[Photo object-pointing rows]
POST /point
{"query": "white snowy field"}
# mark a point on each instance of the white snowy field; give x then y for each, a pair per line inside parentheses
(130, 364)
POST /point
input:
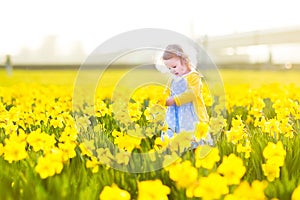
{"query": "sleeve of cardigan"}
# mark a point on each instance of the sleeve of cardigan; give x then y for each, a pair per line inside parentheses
(193, 82)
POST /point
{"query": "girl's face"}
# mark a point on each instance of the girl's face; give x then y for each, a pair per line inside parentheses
(176, 67)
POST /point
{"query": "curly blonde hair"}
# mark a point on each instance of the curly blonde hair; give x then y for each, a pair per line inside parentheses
(174, 50)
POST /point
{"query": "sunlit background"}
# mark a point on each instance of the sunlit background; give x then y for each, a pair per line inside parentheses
(233, 32)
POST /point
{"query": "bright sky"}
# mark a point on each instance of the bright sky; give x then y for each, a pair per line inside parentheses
(27, 23)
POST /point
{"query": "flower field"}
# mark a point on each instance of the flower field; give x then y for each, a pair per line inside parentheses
(49, 150)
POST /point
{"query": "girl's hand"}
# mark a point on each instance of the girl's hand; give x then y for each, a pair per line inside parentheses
(170, 101)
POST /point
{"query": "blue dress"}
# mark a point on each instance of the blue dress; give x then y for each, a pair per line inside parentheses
(180, 118)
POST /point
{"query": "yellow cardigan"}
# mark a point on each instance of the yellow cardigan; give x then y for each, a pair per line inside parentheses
(193, 94)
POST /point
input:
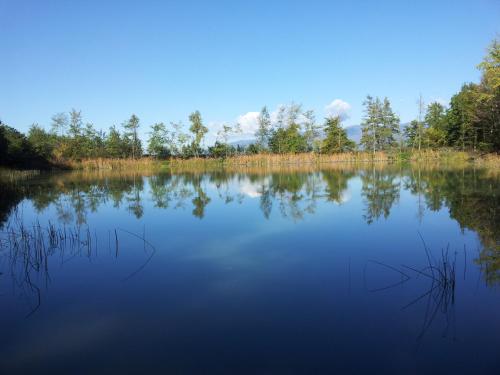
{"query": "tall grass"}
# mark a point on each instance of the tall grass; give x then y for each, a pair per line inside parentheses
(267, 160)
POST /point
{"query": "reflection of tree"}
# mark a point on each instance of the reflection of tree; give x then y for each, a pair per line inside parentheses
(473, 199)
(380, 192)
(201, 199)
(336, 185)
(134, 198)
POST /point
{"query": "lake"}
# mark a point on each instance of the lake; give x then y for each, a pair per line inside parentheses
(374, 269)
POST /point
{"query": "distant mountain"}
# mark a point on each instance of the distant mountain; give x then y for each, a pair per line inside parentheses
(354, 131)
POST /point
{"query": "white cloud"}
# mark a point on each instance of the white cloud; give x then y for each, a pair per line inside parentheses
(249, 123)
(338, 108)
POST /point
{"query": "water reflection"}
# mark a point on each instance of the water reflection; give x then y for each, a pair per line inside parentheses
(471, 196)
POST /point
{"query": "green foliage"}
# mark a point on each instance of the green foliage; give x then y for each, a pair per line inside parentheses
(130, 136)
(264, 129)
(158, 137)
(336, 139)
(114, 145)
(471, 122)
(198, 130)
(287, 140)
(380, 125)
(221, 150)
(43, 143)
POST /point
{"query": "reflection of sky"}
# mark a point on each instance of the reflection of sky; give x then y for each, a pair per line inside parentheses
(236, 278)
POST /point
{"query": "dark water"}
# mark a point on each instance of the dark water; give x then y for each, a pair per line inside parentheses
(289, 272)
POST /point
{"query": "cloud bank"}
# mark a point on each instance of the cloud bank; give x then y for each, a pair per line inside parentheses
(338, 107)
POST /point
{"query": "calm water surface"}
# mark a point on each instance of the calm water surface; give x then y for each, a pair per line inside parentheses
(252, 272)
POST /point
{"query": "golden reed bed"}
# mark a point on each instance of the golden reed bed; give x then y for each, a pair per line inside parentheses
(285, 161)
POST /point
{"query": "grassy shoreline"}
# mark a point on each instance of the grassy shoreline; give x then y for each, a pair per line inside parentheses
(269, 160)
(277, 161)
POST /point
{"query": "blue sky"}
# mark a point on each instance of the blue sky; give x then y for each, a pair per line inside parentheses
(162, 60)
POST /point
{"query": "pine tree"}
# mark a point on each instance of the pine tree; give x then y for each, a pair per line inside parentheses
(336, 139)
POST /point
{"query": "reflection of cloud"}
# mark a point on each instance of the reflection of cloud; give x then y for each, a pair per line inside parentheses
(345, 196)
(249, 189)
(338, 108)
(249, 123)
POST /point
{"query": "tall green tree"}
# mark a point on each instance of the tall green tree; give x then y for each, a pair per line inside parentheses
(264, 128)
(59, 123)
(41, 141)
(371, 123)
(311, 130)
(336, 139)
(131, 127)
(157, 143)
(461, 118)
(389, 127)
(198, 130)
(114, 144)
(435, 119)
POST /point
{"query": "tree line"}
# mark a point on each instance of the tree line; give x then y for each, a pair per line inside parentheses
(471, 121)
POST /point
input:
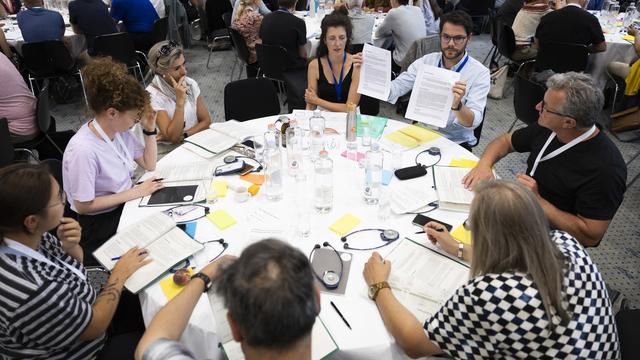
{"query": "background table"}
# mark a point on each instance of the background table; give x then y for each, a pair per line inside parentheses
(369, 338)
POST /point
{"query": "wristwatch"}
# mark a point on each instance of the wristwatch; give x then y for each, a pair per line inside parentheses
(205, 278)
(375, 288)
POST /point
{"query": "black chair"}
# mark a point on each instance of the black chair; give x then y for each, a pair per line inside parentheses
(47, 60)
(562, 57)
(121, 48)
(526, 95)
(242, 52)
(260, 91)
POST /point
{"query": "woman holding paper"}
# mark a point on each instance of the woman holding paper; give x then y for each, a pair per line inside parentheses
(333, 62)
(101, 157)
(532, 293)
(50, 310)
(181, 109)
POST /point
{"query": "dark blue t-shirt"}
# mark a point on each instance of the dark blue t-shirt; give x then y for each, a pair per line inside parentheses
(137, 15)
(92, 18)
(39, 24)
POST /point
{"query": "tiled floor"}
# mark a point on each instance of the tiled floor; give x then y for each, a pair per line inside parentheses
(618, 256)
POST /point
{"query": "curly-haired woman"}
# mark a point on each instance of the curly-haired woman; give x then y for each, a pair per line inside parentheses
(100, 159)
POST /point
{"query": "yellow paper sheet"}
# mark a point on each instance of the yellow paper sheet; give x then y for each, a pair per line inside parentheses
(221, 219)
(344, 224)
(462, 235)
(466, 163)
(220, 188)
(169, 288)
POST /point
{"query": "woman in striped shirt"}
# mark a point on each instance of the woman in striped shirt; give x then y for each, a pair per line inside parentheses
(48, 309)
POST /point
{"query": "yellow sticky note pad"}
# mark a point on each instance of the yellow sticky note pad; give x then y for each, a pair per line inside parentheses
(169, 288)
(221, 219)
(463, 235)
(220, 188)
(344, 224)
(466, 163)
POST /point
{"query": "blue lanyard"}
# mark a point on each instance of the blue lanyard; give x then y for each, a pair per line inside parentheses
(464, 62)
(338, 84)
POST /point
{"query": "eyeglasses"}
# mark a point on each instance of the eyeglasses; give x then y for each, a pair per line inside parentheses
(445, 38)
(542, 109)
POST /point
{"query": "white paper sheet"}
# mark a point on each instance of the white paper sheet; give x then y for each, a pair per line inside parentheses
(432, 97)
(375, 73)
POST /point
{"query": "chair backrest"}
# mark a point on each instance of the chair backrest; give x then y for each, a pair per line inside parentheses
(119, 46)
(6, 146)
(47, 58)
(562, 57)
(272, 60)
(526, 95)
(248, 99)
(239, 45)
(506, 40)
(43, 112)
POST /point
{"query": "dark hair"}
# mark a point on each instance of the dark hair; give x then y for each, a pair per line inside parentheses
(109, 84)
(24, 190)
(288, 4)
(335, 19)
(459, 18)
(270, 294)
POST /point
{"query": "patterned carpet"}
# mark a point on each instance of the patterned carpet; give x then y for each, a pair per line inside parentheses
(618, 255)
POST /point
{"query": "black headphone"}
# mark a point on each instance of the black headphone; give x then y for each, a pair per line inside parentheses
(388, 236)
(230, 159)
(330, 279)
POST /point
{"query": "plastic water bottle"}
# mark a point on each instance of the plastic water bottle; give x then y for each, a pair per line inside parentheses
(294, 148)
(323, 183)
(352, 145)
(374, 161)
(316, 126)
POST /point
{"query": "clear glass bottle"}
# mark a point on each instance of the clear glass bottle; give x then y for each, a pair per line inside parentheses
(374, 161)
(323, 189)
(316, 126)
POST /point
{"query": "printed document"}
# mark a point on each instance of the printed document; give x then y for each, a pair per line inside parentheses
(432, 97)
(375, 73)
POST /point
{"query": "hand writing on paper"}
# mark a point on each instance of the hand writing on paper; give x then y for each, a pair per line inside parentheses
(376, 269)
(459, 89)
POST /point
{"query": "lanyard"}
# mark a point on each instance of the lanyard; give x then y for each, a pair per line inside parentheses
(338, 84)
(126, 158)
(462, 64)
(18, 249)
(559, 150)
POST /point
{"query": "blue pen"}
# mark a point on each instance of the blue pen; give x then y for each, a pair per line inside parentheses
(118, 257)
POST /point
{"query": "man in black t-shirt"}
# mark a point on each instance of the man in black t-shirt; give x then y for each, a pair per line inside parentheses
(282, 28)
(571, 24)
(577, 173)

• EXERCISE: How many lines in the rows above contain the word "tiled"? Reply with the number alone.

• RESULT OF THE EXERCISE: 2